Text segment Block Start

Neymar Returns to Training but Remains on Sidelines for Brazil
Neymar is back on the grass with Brazil. Just not back on the teamsheet.
The country’s record goalscorer, sitting on 79 international goals, rejoined full training with the squad at the World Cup in the United States this week after a right calf injury. His return, though, comes with a heavy dose of caution.
At 34, the forward missed Brazil’s opening 1-1 draw with Morocco and has again been left out by coach Carlo Ancelotti for the second group game against Haiti on Friday. Fit enough to train, not trusted enough – yet – to be thrown into a competitive World Cup match.
Ancelotti’s stance is clear: no risks, not with the knockout stages looming and Neymar’s body already battered by a string of fitness problems. Brazilian media report that the coaching staff fear rushing him back now could cost them later in the tournament.
That hasn’t stopped Neymar from dominating the conversation around the Seleção.
During a ceremony at a hospital in Belo Horizonte, 80-year-old Lula, in typically sharp form since the Morocco match, was asked about the star forward by a young boy. His reply cut straight through the national obsession.
“Neymar? He is not even playing!” he snapped back, before twisting the knife with a joke that has echoed around Brazil: Neymar, he said, is “the first player to be called up to the national team who is working remotely.”
Lula has been leaning into the humour all week. On Wednesday he quipped that he was thinking of signing Lionel Messi to play for Brazil, a line that underlines both his mischief and the country’s unease about relying on a player who has barely been on the pitch this year.
Neymar’s club season with Santos tells the story. Diagnosed in late May with a calf injury, he has featured in only half of their games in 2026, his year punctured by one physical setback after another. The surprise, for many, was not that he might miss the start of this World Cup, but that he was included in the squad at all.
He has not played for Brazil since October 2023. Yet he remains central to their identity on the world stage, the face of the last three World Cup campaigns and the man expected, again, to carry the creative burden when it matters most.
On Wednesday, he finally joined his teammates in full training for the first time at this tournament. The images will calm some nerves. They will not end the debate.
Ancelotti knows what he has: a generational talent, a dressing room reference point, and a player whose rhythm can tilt a World Cup. He also knows what he risks: one mistimed sprint, one overstretched calf, and Brazil’s most decisive weapon could be gone before the tournament really starts.
Brazil close their group stage against Scotland in Miami on June 24. That date now hangs over everything. Does Ancelotti hold Neymar back again, saving him for the knockouts? Or does he give his No. 10 a taste of real competition before the stakes spike?
For now, Neymar runs, passes, and finishes in training while the rest of Brazil waits. The World Cup has started without him. The question is whether it will truly ignite only when he finally steps over the white line.

Text segment Block End

Exercise directions
Extract the passage of the Neymar article starting with "At 34, the forward" and going on through "the national obsession.", copying it word for word.

Given entries Block Start

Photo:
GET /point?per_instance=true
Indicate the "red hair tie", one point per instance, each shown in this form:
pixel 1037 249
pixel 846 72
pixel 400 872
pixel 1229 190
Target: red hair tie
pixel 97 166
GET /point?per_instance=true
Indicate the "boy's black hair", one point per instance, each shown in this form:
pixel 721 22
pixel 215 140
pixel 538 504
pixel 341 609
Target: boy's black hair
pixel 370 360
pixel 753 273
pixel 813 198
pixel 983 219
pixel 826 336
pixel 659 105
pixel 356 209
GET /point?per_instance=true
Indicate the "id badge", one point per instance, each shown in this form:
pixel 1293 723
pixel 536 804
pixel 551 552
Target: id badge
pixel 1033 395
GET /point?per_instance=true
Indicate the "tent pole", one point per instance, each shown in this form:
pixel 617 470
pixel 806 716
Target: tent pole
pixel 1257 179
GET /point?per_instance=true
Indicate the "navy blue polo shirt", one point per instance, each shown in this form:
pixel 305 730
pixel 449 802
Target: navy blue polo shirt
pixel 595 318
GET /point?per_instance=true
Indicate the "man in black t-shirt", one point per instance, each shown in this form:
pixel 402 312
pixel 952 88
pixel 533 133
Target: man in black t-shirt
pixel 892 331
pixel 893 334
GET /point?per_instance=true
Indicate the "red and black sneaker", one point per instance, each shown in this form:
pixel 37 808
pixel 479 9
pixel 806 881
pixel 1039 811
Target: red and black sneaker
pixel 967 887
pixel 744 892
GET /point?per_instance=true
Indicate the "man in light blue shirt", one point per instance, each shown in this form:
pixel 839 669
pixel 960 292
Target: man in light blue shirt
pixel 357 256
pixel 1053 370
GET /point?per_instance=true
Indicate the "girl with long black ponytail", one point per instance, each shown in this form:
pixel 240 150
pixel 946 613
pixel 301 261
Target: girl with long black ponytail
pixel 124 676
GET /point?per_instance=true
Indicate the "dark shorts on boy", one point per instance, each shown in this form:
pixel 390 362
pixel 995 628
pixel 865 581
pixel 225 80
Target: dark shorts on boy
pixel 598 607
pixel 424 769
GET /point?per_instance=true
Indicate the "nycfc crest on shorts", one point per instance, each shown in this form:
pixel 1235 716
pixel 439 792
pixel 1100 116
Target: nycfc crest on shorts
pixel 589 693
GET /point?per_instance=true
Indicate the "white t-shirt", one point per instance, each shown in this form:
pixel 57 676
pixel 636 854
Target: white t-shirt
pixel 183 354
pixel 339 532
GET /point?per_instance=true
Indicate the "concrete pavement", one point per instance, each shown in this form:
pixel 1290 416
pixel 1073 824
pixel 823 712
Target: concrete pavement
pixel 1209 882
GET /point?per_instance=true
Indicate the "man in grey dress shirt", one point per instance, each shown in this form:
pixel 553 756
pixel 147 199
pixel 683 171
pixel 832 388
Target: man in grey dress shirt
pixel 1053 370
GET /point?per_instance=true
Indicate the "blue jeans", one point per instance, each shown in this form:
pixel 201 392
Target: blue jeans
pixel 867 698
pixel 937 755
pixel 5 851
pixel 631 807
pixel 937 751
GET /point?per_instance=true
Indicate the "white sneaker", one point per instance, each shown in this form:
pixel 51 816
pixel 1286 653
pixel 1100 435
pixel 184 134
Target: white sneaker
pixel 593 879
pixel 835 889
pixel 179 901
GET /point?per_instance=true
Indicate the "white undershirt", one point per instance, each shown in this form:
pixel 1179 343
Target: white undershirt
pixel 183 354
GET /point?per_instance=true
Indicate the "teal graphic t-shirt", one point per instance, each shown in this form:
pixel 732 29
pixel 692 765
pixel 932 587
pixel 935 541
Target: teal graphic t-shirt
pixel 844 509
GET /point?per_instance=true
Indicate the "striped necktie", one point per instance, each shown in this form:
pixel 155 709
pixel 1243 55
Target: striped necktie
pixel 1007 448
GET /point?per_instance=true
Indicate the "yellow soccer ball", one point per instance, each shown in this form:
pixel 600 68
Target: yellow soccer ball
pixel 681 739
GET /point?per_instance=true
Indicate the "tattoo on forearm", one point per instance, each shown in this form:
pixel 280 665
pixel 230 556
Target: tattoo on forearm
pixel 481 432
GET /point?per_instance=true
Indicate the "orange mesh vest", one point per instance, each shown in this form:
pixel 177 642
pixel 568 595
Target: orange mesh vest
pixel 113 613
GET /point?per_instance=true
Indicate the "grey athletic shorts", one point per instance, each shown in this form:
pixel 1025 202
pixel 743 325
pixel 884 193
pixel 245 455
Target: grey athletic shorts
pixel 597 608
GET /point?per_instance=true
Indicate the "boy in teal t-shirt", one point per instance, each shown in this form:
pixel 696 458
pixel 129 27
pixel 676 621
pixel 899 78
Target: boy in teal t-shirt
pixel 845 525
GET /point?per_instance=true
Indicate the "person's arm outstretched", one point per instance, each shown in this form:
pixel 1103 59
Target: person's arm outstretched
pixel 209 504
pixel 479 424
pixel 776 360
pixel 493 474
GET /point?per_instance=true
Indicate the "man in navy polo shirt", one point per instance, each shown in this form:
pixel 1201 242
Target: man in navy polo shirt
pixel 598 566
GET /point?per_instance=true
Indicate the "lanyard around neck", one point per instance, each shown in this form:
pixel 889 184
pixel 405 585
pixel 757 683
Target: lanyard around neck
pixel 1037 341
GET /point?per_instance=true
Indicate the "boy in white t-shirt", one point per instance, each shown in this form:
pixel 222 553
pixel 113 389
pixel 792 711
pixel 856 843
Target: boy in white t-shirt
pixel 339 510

Given entries Block End

Completed task
At 34, the forward missed Brazil’s opening 1-1 draw with Morocco and has again been left out by coach Carlo Ancelotti for the second group game against Haiti on Friday. Fit enough to train, not trusted enough – yet – to be thrown into a competitive World Cup match.
Ancelotti’s stance is clear: no risks, not with the knockout stages looming and Neymar’s body already battered by a string of fitness problems. Brazilian media report that the coaching staff fear rushing him back now could cost them later in the tournament.
That hasn’t stopped Neymar from dominating the conversation around the Seleção.
During a ceremony at a hospital in Belo Horizonte, 80-year-old Lula, in typically sharp form since the Morocco match, was asked about the star forward by a young boy. His reply cut straight through the national obsession.